=== Requirement 1 ===
Based on the passage on United States v. Rahimi, state whether each statement agrees with it, answering yes or no and quoting the deciding words: (a) The Fifth Circuit held that the statute was consistent with historical firearm regulations; (b) Rahimi was subject to a domestic violence restraining order under Texas law; (c) The Supreme Court said its prior precedents were meant to suggest a law trapped in amber.

=== Provided passage ===
──────────

Most recently, in United States v. Rahimi, the Supreme Court endeavored to correct how “some courts have misunderstood” the Bruen standard. 144 S. Ct. 1889, 1897, 219 L.Ed.2d 351 (2024). Defendant Rahimi challenged a different provision of Section 922(g), one that prohibited him from possessing a firearm because he was subject to a domestic violence restraining order under Texas law. See id. at 1894–95; see also 18 U.S.C. § 922(g)(8). The United States Court of Appeals for the Fifth Circuit credited Rahimi’s argument and concluded that the statute did not comport with historical firearm regulations. See United States v. Rahimi, 61 F.4th 443, 460-61 (5th Cir. 2023). The Supreme Court reversed, explaining that its prior precedents “were not meant to suggest a law trapped in amber,” but rather “the appropriate analysis involves considering whether the challenged regulation is consistent with the principles that underpin our regulatory tradition.” Id. at 1897–98. The Court recognized the nation’s regulatory tradition recognized that “[w]hen an individual poses a clear threat of physical violence to another, the threatening individual may be disarmed.” Id. at 1901.

──────────

=== Task data ===
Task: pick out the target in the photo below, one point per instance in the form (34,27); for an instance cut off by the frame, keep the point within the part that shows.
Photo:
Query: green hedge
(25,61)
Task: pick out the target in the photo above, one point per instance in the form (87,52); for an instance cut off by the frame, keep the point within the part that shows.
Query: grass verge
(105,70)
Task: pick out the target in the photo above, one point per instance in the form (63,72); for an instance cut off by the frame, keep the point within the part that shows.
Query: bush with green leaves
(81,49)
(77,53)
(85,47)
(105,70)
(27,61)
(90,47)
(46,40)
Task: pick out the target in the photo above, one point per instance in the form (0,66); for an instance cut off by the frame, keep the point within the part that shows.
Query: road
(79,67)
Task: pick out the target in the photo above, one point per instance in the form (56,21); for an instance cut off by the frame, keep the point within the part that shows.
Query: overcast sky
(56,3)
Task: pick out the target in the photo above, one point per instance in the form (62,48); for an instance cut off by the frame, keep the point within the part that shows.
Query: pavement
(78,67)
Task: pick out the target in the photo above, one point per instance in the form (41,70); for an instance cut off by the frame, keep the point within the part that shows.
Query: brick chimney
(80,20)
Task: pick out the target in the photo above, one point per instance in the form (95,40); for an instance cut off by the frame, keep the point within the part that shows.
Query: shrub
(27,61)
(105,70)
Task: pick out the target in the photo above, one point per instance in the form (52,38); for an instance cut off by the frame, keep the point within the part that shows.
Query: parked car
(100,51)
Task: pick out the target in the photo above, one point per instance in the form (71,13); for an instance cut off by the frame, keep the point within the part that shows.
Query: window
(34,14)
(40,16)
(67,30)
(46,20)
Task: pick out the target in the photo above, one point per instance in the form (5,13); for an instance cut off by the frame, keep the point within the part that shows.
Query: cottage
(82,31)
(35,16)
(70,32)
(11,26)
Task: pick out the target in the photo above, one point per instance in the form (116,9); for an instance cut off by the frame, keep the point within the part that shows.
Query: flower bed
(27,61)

──────────

=== Requirement 2 ===
Give back the part of the rows that opens with the line containing "the form (116,9);" and closes at the end of the rows. Swap "flower bed" for "rose garden" and leave everything else unchanged.

=== Full answer 1 ===
(a) No: "concluded that the statute did not comport with historical firearm regulations."
(b) Yes: "he was subject to a domestic violence restraining order under Texas law."
(c) No: "were not meant to suggest a law trapped in amber."

=== Full answer 2 ===
Task: pick out the target in the photo above, one point per instance in the form (116,9); for an instance cut off by the frame, keep the point within the part that shows.
Query: rose garden
(27,61)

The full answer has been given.